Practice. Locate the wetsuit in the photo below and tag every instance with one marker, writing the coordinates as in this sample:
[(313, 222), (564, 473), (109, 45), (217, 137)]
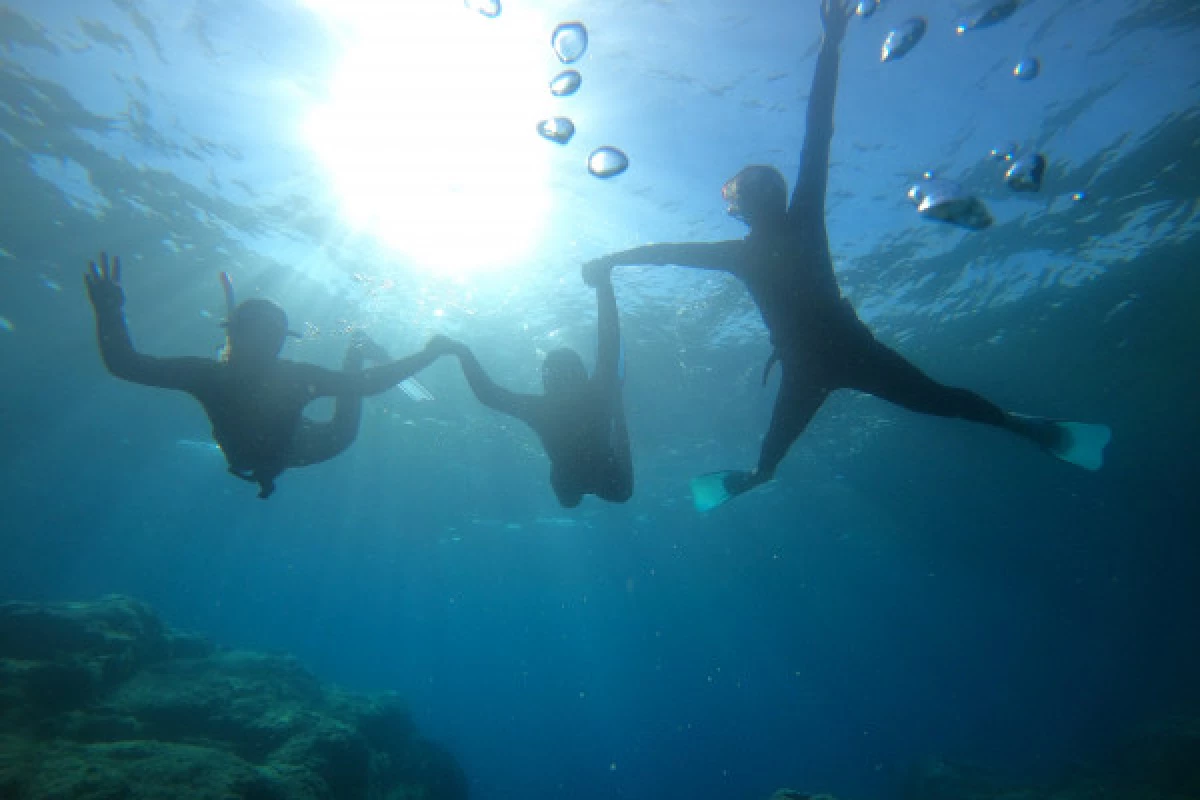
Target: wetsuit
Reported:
[(583, 431), (257, 415), (819, 341)]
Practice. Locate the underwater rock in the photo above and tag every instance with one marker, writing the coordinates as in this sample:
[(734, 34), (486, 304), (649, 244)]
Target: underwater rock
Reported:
[(103, 701), (1157, 762)]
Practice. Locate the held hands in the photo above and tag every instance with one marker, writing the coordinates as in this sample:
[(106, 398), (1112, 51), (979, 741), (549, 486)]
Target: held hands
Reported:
[(103, 283), (835, 17)]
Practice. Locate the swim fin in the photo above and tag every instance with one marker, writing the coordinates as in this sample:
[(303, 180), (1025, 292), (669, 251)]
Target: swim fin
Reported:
[(1083, 444), (1075, 443), (713, 489)]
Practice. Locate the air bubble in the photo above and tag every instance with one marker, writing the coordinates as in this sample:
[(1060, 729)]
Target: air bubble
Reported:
[(565, 83), (1027, 70), (490, 8), (607, 162), (570, 42), (557, 128)]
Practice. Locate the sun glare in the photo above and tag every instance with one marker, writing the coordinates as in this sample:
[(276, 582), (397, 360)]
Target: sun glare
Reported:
[(429, 132)]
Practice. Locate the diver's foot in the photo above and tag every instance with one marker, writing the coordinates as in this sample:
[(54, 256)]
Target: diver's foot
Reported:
[(370, 349), (1077, 443)]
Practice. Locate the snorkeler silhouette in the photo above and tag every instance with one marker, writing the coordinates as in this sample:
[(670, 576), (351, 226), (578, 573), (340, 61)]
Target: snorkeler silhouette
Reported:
[(580, 420), (817, 338), (255, 400)]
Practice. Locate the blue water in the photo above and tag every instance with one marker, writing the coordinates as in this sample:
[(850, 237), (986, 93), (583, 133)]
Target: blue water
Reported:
[(906, 588)]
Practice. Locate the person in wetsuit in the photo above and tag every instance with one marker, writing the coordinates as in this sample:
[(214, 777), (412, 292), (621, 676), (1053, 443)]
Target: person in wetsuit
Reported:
[(255, 400), (817, 337), (580, 420)]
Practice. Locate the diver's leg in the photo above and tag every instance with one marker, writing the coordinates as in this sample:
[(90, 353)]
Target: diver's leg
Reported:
[(799, 397), (617, 485), (875, 368), (886, 373), (317, 441), (569, 497)]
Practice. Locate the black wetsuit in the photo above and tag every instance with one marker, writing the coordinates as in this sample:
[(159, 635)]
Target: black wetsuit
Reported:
[(817, 337), (583, 432), (257, 415)]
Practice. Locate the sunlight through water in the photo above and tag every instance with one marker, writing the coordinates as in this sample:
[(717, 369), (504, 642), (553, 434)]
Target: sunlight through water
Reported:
[(429, 131)]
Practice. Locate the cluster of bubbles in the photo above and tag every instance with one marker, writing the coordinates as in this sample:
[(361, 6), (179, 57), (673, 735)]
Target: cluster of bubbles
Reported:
[(943, 199), (569, 42)]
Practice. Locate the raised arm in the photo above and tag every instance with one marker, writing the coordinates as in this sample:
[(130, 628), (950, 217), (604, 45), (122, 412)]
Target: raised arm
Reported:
[(523, 407), (103, 283), (809, 193), (327, 383), (701, 256)]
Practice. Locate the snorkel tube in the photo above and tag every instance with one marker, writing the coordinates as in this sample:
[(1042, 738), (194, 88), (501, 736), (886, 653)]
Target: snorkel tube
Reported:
[(231, 301), (231, 304)]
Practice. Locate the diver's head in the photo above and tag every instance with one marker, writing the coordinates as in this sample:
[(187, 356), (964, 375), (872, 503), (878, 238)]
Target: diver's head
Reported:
[(756, 196), (563, 371), (257, 329)]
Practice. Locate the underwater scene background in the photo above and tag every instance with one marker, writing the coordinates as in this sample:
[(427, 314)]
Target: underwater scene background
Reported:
[(906, 589)]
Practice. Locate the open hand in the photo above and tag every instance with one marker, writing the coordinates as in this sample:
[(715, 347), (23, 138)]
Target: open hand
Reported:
[(835, 17), (103, 283)]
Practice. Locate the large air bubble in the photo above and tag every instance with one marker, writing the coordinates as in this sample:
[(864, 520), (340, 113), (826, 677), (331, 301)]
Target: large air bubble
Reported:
[(607, 162)]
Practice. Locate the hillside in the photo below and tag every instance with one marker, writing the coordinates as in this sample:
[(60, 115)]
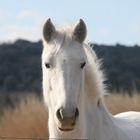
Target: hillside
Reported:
[(20, 66)]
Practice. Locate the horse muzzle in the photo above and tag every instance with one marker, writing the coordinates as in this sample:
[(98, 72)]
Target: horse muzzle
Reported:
[(66, 121)]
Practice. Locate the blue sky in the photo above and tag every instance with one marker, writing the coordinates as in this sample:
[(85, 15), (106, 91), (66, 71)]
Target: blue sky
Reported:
[(108, 21)]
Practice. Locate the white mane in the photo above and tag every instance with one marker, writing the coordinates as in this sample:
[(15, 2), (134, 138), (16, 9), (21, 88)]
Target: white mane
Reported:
[(73, 90)]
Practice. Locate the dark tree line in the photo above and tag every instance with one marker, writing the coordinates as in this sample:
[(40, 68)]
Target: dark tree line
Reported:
[(20, 66)]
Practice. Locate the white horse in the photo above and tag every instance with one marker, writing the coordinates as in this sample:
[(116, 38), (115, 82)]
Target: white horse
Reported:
[(73, 90)]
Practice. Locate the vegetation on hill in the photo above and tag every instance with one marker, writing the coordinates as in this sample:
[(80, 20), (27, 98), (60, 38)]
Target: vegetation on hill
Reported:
[(20, 66)]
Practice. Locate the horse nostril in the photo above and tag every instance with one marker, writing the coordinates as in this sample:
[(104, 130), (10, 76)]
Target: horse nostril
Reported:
[(59, 114), (76, 113)]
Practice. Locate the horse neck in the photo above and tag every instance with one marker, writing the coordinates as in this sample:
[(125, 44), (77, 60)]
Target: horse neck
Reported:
[(97, 117)]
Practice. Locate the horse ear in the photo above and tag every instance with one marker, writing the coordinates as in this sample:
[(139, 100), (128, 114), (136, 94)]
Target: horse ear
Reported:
[(80, 31), (48, 30)]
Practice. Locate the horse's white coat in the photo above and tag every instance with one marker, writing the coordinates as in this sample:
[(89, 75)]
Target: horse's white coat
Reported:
[(65, 84)]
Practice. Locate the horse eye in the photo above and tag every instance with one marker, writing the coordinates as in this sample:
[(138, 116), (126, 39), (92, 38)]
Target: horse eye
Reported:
[(47, 65), (83, 65)]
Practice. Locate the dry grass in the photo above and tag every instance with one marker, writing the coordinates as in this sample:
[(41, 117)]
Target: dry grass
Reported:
[(117, 103), (29, 119)]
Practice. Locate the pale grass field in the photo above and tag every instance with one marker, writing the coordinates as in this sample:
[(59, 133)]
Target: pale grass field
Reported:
[(29, 119)]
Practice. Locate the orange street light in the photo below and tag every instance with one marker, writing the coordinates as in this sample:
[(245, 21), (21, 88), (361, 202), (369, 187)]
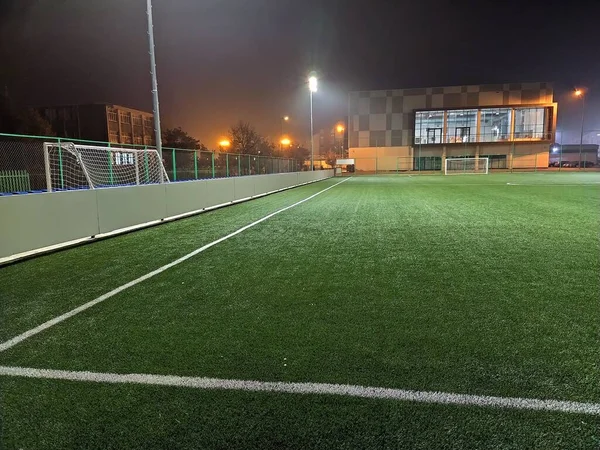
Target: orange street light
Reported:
[(223, 144)]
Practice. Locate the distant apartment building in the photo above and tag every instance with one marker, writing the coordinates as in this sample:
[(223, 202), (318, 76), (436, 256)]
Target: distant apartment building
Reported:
[(101, 122)]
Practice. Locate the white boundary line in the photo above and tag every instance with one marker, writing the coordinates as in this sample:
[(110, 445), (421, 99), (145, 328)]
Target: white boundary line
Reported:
[(50, 323), (309, 388)]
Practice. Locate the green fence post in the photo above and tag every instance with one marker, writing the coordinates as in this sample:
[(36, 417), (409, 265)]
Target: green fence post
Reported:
[(174, 164), (146, 169), (60, 168), (512, 156), (111, 177)]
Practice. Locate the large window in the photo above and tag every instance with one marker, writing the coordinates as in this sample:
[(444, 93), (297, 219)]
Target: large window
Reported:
[(529, 123), (462, 126), (482, 125), (495, 125), (428, 127)]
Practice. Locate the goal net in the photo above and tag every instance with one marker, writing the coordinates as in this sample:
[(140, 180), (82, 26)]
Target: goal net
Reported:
[(466, 165), (74, 166)]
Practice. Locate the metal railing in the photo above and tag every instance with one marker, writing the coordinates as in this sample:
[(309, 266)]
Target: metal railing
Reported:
[(22, 167)]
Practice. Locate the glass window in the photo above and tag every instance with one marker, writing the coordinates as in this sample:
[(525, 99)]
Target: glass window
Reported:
[(462, 126), (529, 123), (495, 125), (428, 127), (496, 161)]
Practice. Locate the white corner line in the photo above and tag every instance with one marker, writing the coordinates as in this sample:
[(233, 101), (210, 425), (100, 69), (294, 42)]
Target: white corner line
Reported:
[(431, 397), (50, 323)]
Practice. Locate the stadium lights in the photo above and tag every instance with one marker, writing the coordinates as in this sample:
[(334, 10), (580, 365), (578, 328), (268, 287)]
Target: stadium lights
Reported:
[(312, 87)]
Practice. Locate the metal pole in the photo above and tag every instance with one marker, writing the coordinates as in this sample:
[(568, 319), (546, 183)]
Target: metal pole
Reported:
[(312, 141), (155, 110), (581, 135)]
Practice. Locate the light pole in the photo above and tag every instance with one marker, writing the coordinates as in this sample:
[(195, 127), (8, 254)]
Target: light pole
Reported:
[(312, 86), (580, 93), (340, 129), (154, 82)]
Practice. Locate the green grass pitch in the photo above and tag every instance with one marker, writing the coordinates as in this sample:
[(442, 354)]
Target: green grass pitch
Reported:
[(482, 285)]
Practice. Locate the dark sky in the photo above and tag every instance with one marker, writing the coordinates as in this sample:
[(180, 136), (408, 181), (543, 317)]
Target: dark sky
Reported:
[(220, 61)]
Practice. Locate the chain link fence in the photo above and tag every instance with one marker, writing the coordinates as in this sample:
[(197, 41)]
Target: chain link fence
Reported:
[(22, 166)]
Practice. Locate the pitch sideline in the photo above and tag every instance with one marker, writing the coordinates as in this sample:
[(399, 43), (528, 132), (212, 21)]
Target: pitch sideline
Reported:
[(56, 320), (442, 398)]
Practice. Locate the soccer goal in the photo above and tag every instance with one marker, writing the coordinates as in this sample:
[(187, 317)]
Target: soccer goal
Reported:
[(456, 166), (75, 166)]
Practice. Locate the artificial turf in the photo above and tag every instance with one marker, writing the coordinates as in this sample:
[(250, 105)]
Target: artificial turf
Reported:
[(460, 284)]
========================
» **Exercise prompt**:
Copy out, without any change, the stretch of rows from the line containing "Practice. Locate the black" through the line containing "[(429, 131)]", including both of those lines.

» **Answer below**:
Practice. Locate the black wetsuit in the photo above and tag every instance with one marker, writing the coordinates as in this sample:
[(159, 635)]
Target: black wetsuit
Reported:
[(817, 337), (583, 432), (257, 415)]
Practice. Locate the sunlight through water in the photo above and tag every instance with one marker, writing the coordinates as in this sample:
[(717, 369), (504, 642), (553, 434)]
Target: sunlight through water
Reported:
[(429, 131)]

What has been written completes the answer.